* **Instructions for the task**:
The full data must be written out exactly, with every line included.

* **Record set**:

##############################

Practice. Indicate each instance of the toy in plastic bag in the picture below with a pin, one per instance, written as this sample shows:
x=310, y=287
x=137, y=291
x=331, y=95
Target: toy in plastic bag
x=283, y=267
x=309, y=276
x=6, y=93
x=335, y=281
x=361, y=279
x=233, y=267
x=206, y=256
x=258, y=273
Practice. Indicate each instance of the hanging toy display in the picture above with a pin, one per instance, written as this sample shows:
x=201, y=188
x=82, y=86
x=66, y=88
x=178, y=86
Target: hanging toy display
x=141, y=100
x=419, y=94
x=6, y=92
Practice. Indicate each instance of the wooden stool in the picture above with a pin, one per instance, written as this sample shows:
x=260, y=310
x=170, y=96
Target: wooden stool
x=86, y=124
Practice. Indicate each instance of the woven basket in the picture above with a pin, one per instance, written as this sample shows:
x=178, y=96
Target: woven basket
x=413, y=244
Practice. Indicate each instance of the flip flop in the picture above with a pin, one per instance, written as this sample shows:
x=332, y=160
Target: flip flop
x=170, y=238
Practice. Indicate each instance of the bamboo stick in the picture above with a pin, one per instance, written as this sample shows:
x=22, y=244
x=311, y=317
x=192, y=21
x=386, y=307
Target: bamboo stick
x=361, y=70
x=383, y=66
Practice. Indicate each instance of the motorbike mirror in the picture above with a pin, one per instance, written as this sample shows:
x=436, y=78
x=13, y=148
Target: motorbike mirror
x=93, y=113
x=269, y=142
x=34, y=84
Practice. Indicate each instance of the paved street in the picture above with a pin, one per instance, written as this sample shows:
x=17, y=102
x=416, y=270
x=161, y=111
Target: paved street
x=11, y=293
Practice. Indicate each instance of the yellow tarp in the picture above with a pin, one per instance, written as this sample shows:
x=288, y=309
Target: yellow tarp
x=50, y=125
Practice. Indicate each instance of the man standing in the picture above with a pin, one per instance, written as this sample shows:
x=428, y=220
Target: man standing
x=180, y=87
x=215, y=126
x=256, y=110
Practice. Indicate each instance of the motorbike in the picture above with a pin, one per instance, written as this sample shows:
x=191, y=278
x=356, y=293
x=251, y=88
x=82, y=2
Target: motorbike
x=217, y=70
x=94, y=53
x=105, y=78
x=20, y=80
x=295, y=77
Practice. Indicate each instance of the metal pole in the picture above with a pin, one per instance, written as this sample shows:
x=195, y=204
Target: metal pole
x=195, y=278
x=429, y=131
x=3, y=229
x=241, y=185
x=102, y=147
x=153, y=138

##############################

* **Exercise output**:
Practice. Indicate each instance of the toy in plastic bag in the picture below with a pin, one per instance, written as this sample shows:
x=310, y=287
x=137, y=291
x=331, y=95
Target: toy in plastic bag
x=283, y=267
x=309, y=276
x=6, y=93
x=335, y=281
x=361, y=279
x=233, y=267
x=206, y=256
x=258, y=273
Practice. Indicate each instance of the hanging toy display in the picture above with a pin, one per instance, written as this sample shows:
x=201, y=188
x=82, y=86
x=66, y=88
x=178, y=86
Target: hanging toy display
x=141, y=100
x=419, y=94
x=6, y=92
Practice. Indicate each instance of the wooden stool in the picture above with a pin, one per instance, written as this sample shows:
x=260, y=310
x=170, y=96
Target: wooden stool
x=86, y=124
Practice. Indicate each instance of the woven basket in the picture above with a pin, one per instance, written as this sample shows:
x=178, y=96
Target: woven basket
x=413, y=244
Practice. Indicate each instance of the flip flop in the picture above with a pin, one per instance, written as this sample shows:
x=332, y=160
Target: flip flop
x=170, y=238
Practice. Indicate each instance of the bamboo stick in the picture above with a pin, one per instance, written as this sample shows:
x=22, y=244
x=311, y=317
x=192, y=21
x=386, y=307
Target: bamboo stick
x=361, y=70
x=383, y=66
Practice. Indicate each instance of the motorbike mirror in the picture above with a pin, one per instance, written as this sample shows:
x=436, y=78
x=13, y=148
Target: motorbike mirror
x=93, y=113
x=269, y=142
x=34, y=84
Practice. Indicate each instance of the paved street in the picture above with a pin, one per instance, written as this sample shows:
x=17, y=102
x=416, y=270
x=161, y=111
Target: paved street
x=11, y=293
Practice. Indicate each instance of the yellow tarp in the picture above with a pin, one per instance, written as this sample shows:
x=288, y=309
Target: yellow tarp
x=50, y=125
Practice. Indicate each instance of the man standing in the picture above with a pin, one per instance, written as this sample shows:
x=428, y=220
Target: man standing
x=180, y=87
x=215, y=126
x=256, y=110
Practice. Indicate each instance of the motorbike in the picture above with a pin, one per instance, written as this sample shows:
x=191, y=278
x=356, y=293
x=251, y=88
x=82, y=2
Target: motorbike
x=217, y=70
x=94, y=53
x=105, y=78
x=20, y=80
x=295, y=77
Practice. Indicate each instance of the metal pole in the picture above with a pin, one per instance, written as this sample shows:
x=195, y=204
Target: metal pole
x=195, y=278
x=429, y=131
x=3, y=229
x=241, y=185
x=102, y=147
x=153, y=138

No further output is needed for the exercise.